## Supplied passage
+ + + + + + +
Will this make Twitter less “toxic”? I have no idea. It’s inherent in the medium, and I favor as little content moderation as possible. Under Musk’s leadership, Twitter would probably become even more of a source of agitation and divisiveness than before, but hey, that’s America and it’s also free speech (see a post about social media later today).

*You’ve probably seen the gorgeous decorated Easter eggs, called pysanky, which are traditional in Ukraine. This 3½-minute video at the Washington Post recounts the tradition (including its use to bring on spring and to stave off world-destroying monsters) and gives a brief view of how these are made, which involves wax and dyes. Click on the screenshot to see the video and read a bit more. And for a longer how-to-video, see this YouTube video.
+ + + + + + +
## Excerpted data

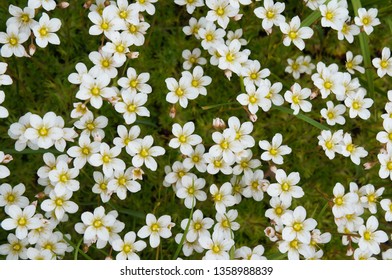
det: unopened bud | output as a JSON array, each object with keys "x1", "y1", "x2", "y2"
[
  {"x1": 225, "y1": 69, "x2": 233, "y2": 81},
  {"x1": 169, "y1": 106, "x2": 177, "y2": 119},
  {"x1": 3, "y1": 154, "x2": 14, "y2": 164},
  {"x1": 212, "y1": 118, "x2": 226, "y2": 129},
  {"x1": 127, "y1": 52, "x2": 139, "y2": 59},
  {"x1": 249, "y1": 114, "x2": 257, "y2": 122},
  {"x1": 58, "y1": 2, "x2": 69, "y2": 9},
  {"x1": 234, "y1": 14, "x2": 243, "y2": 21},
  {"x1": 29, "y1": 44, "x2": 37, "y2": 56},
  {"x1": 309, "y1": 91, "x2": 318, "y2": 100}
]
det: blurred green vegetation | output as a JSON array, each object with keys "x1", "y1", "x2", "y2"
[{"x1": 0, "y1": 0, "x2": 392, "y2": 259}]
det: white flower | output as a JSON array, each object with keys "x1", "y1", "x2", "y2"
[
  {"x1": 346, "y1": 51, "x2": 366, "y2": 74},
  {"x1": 320, "y1": 101, "x2": 346, "y2": 125},
  {"x1": 332, "y1": 183, "x2": 358, "y2": 218},
  {"x1": 234, "y1": 245, "x2": 267, "y2": 260},
  {"x1": 199, "y1": 231, "x2": 234, "y2": 260},
  {"x1": 344, "y1": 88, "x2": 374, "y2": 120},
  {"x1": 206, "y1": 0, "x2": 239, "y2": 29},
  {"x1": 341, "y1": 133, "x2": 368, "y2": 165},
  {"x1": 137, "y1": 213, "x2": 175, "y2": 248},
  {"x1": 80, "y1": 206, "x2": 116, "y2": 243},
  {"x1": 267, "y1": 169, "x2": 304, "y2": 204},
  {"x1": 1, "y1": 205, "x2": 42, "y2": 240},
  {"x1": 254, "y1": 0, "x2": 285, "y2": 31},
  {"x1": 358, "y1": 216, "x2": 388, "y2": 255},
  {"x1": 210, "y1": 182, "x2": 236, "y2": 213},
  {"x1": 0, "y1": 25, "x2": 29, "y2": 57},
  {"x1": 112, "y1": 231, "x2": 147, "y2": 260},
  {"x1": 33, "y1": 13, "x2": 61, "y2": 48},
  {"x1": 354, "y1": 8, "x2": 380, "y2": 35},
  {"x1": 377, "y1": 152, "x2": 392, "y2": 180},
  {"x1": 181, "y1": 209, "x2": 214, "y2": 242},
  {"x1": 0, "y1": 183, "x2": 29, "y2": 211},
  {"x1": 117, "y1": 67, "x2": 152, "y2": 94},
  {"x1": 284, "y1": 83, "x2": 312, "y2": 115},
  {"x1": 176, "y1": 175, "x2": 207, "y2": 209},
  {"x1": 317, "y1": 130, "x2": 343, "y2": 159},
  {"x1": 169, "y1": 122, "x2": 202, "y2": 155},
  {"x1": 259, "y1": 133, "x2": 291, "y2": 164},
  {"x1": 41, "y1": 189, "x2": 79, "y2": 221},
  {"x1": 24, "y1": 112, "x2": 64, "y2": 149},
  {"x1": 90, "y1": 143, "x2": 125, "y2": 177},
  {"x1": 372, "y1": 47, "x2": 392, "y2": 78},
  {"x1": 129, "y1": 135, "x2": 165, "y2": 171},
  {"x1": 279, "y1": 16, "x2": 313, "y2": 51},
  {"x1": 282, "y1": 206, "x2": 317, "y2": 244}
]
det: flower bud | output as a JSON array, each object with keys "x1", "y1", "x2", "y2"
[{"x1": 212, "y1": 118, "x2": 226, "y2": 129}]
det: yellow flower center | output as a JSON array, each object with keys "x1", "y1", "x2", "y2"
[
  {"x1": 123, "y1": 244, "x2": 132, "y2": 254},
  {"x1": 55, "y1": 198, "x2": 64, "y2": 206},
  {"x1": 102, "y1": 59, "x2": 110, "y2": 68},
  {"x1": 289, "y1": 31, "x2": 298, "y2": 40},
  {"x1": 226, "y1": 53, "x2": 234, "y2": 62},
  {"x1": 212, "y1": 245, "x2": 220, "y2": 254},
  {"x1": 293, "y1": 222, "x2": 304, "y2": 231},
  {"x1": 346, "y1": 144, "x2": 355, "y2": 153},
  {"x1": 39, "y1": 27, "x2": 48, "y2": 36},
  {"x1": 216, "y1": 7, "x2": 225, "y2": 16},
  {"x1": 363, "y1": 231, "x2": 372, "y2": 241},
  {"x1": 380, "y1": 60, "x2": 388, "y2": 68},
  {"x1": 127, "y1": 104, "x2": 137, "y2": 113},
  {"x1": 93, "y1": 220, "x2": 102, "y2": 228},
  {"x1": 193, "y1": 223, "x2": 201, "y2": 230},
  {"x1": 18, "y1": 217, "x2": 27, "y2": 227},
  {"x1": 82, "y1": 147, "x2": 90, "y2": 156},
  {"x1": 352, "y1": 101, "x2": 361, "y2": 110},
  {"x1": 282, "y1": 182, "x2": 290, "y2": 192},
  {"x1": 275, "y1": 206, "x2": 283, "y2": 216},
  {"x1": 101, "y1": 22, "x2": 109, "y2": 30},
  {"x1": 38, "y1": 127, "x2": 48, "y2": 136},
  {"x1": 151, "y1": 223, "x2": 159, "y2": 232},
  {"x1": 266, "y1": 10, "x2": 275, "y2": 19},
  {"x1": 102, "y1": 155, "x2": 110, "y2": 163},
  {"x1": 7, "y1": 193, "x2": 15, "y2": 203},
  {"x1": 325, "y1": 141, "x2": 333, "y2": 150},
  {"x1": 176, "y1": 88, "x2": 184, "y2": 96},
  {"x1": 335, "y1": 196, "x2": 343, "y2": 206},
  {"x1": 140, "y1": 148, "x2": 149, "y2": 157},
  {"x1": 86, "y1": 123, "x2": 95, "y2": 131}
]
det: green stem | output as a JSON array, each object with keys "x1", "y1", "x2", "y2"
[
  {"x1": 173, "y1": 200, "x2": 195, "y2": 260},
  {"x1": 272, "y1": 105, "x2": 330, "y2": 130}
]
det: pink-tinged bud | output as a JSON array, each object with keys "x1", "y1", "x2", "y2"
[
  {"x1": 264, "y1": 227, "x2": 278, "y2": 242},
  {"x1": 249, "y1": 114, "x2": 257, "y2": 122},
  {"x1": 29, "y1": 44, "x2": 37, "y2": 56},
  {"x1": 58, "y1": 2, "x2": 69, "y2": 9},
  {"x1": 233, "y1": 14, "x2": 243, "y2": 21},
  {"x1": 169, "y1": 106, "x2": 177, "y2": 119},
  {"x1": 363, "y1": 162, "x2": 376, "y2": 170},
  {"x1": 225, "y1": 69, "x2": 233, "y2": 81},
  {"x1": 126, "y1": 52, "x2": 139, "y2": 59},
  {"x1": 212, "y1": 118, "x2": 226, "y2": 129},
  {"x1": 93, "y1": 133, "x2": 102, "y2": 142},
  {"x1": 346, "y1": 247, "x2": 354, "y2": 257},
  {"x1": 34, "y1": 192, "x2": 46, "y2": 199},
  {"x1": 3, "y1": 154, "x2": 14, "y2": 164},
  {"x1": 309, "y1": 91, "x2": 318, "y2": 100}
]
+ + + + + + +
## Task list
**1)** Pull from the supplied passage the exact text starting with "Will this make" and going on through "media later today).".
**2)** According to the supplied passage, what materials are used in making pysanky?

## Answers by item
**1)**
Will this make Twitter less “toxic”? I have no idea. It’s inherent in the medium, and I favor as little content moderation as possible. Under Musk’s leadership, Twitter would probably become even more of a source of agitation and divisiveness than before, but hey, that’s America and it’s also free speech (see a post about social media later today).

**2)** Wax and dyes.